-- DATA SHOWN start --

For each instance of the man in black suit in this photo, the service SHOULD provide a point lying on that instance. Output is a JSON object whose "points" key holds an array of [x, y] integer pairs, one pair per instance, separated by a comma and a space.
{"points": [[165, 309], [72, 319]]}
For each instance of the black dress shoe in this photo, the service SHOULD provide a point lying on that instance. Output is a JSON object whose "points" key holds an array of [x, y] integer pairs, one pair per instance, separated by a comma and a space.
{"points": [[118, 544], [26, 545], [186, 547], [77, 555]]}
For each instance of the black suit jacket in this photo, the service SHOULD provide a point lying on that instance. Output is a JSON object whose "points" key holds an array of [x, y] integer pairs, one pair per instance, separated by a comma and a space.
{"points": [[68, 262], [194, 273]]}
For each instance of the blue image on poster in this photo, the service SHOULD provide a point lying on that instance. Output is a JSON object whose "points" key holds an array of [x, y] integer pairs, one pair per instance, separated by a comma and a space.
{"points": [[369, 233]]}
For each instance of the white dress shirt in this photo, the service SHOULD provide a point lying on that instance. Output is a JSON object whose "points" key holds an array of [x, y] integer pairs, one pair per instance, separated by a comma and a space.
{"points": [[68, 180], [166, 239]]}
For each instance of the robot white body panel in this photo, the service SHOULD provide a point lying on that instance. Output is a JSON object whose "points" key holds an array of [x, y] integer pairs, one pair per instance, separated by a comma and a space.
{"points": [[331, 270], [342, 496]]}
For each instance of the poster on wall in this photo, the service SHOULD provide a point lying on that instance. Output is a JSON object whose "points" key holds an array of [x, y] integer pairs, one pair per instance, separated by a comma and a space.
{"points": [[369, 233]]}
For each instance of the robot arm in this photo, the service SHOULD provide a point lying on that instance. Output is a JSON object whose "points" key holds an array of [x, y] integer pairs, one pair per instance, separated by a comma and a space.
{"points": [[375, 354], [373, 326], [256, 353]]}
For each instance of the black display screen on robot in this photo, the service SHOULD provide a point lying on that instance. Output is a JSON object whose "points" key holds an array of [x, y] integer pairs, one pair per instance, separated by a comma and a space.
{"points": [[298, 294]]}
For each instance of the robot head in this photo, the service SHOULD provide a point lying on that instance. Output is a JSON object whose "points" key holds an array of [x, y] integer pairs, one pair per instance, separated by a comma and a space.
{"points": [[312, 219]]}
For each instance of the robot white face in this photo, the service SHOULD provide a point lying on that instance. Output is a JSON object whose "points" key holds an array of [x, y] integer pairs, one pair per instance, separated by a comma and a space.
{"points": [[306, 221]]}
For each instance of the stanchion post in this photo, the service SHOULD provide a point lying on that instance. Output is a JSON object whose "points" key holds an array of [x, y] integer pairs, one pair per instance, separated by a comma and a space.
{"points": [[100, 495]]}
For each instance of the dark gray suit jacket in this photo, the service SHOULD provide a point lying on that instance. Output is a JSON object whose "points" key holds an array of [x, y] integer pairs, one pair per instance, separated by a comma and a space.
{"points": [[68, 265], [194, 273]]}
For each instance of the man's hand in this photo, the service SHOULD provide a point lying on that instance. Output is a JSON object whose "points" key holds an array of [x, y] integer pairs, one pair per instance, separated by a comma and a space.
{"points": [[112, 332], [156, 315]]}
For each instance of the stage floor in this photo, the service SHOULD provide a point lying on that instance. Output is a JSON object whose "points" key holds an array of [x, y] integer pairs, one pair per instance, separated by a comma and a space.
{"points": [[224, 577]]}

-- DATA SHOWN end --

PROBLEM REQUIREMENTS:
Copy the material above verbatim.

WRITTEN ANSWER:
For each instance of the man in black suit in this photo, the service SHOULD provide a point lying on that instance. Output is a JSON object whose "points" key holds an array of [x, y] integer pairs, one pair per instance, separated by a comma and a space.
{"points": [[165, 309], [72, 319]]}
For each instance of the black dress shoe in this photo, the service SHOULD provide a point lying on that instance. Output is a JSON object whose "points" key holds an array of [x, y] integer pairs, one pair per instance, separated by a comma and a space.
{"points": [[118, 544], [26, 545], [186, 547], [77, 555]]}
For each instance of the black suit jacket in this photo, the service SHOULD provide a point lying on that instance. Output is a JSON object whose "points" key holds an array of [x, y] integer pairs, one pair per instance, separated by a comma and a space.
{"points": [[68, 262], [194, 273]]}
For each instance of the blue image on poster in this photo, the service SHOULD provide a point lying on that instance. Output is a JSON object whose "points" key holds an array of [x, y] integer pairs, one pair per instance, separated by a comma and a space.
{"points": [[369, 233]]}
For each instance of the white dress shirt in this photo, the service SHOULD provide a point lying on that instance. Output is a JSON object whose "points" key holds an array of [x, y] integer pairs, one pair per instance, separated by a comma and a space.
{"points": [[68, 180], [166, 239]]}
For each instance of the robot white body panel in this photo, the service SHOULD provide a point lying on that instance. Output is a JSON object whose "points" key holds an array of [x, y] integer pairs, one pair per instance, separated by a comma and a space.
{"points": [[331, 270], [342, 496]]}
For each instance of the poster on wall in this photo, the service SHOULD provide a point lying on that instance. Output is a JSON object whose "points" key holds an array of [x, y] integer pairs, one pair per instance, separated by a comma and a space.
{"points": [[369, 233]]}
For each instance of the robot arm in this photo, the service SHOULD provide a point lying on that instance. Output is a JSON object whose "points" key holds an array of [x, y] integer pairs, one pair per instance, separated by a comma and a space.
{"points": [[375, 354], [373, 326], [256, 353]]}
For each instance of the black display screen on robot in this photo, the service SHOULD provide a point lying on that instance. Output is a JSON object whose "points" key holds an array of [x, y] integer pairs, one pair per instance, separated by a comma and a space.
{"points": [[298, 294]]}
For each instance of the robot head in this photo, the service SHOULD provide a point lying on that instance. Output is a JSON object whose "points" key holds an array of [x, y] integer pairs, one pair per instance, separated by a comma and a space.
{"points": [[312, 219]]}
For each instance of the robot white face in this photo, the service SHOULD provide a point lying on that instance. Output is a JSON object whose "points" key holds an array of [x, y] integer pairs, one pair per instance, separated by a comma and a space.
{"points": [[306, 221]]}
For each instance of the stanchion post in this photo, the service SHOULD provide a point lying on that instance. Output is a JSON object whose "points" key holds an array of [x, y] integer pairs, one pair per instance, separated by a comma and a space.
{"points": [[100, 495]]}
For each instance of the dark gray suit jacket in this photo, the service SHOULD provide a point lying on that instance. Output is a JSON object whose "points" key holds an array of [x, y] integer pairs, one pair per instance, separated by a comma and a space.
{"points": [[68, 265], [194, 273]]}
For each instance of the man's hand in this photo, the service SHOULD provide a point lying on that instance. Output is a JSON object whose "points" key holds an array of [x, y] integer pairs, one pair per instance, separated by a comma and a space.
{"points": [[112, 332], [156, 315]]}
For each instance of the stage floor in this photo, the service SHOULD provide a point lying on that instance. Output is a JSON object whose "points" key holds an array of [x, y] integer pairs, one pair per instance, separated by a comma and a space.
{"points": [[224, 577]]}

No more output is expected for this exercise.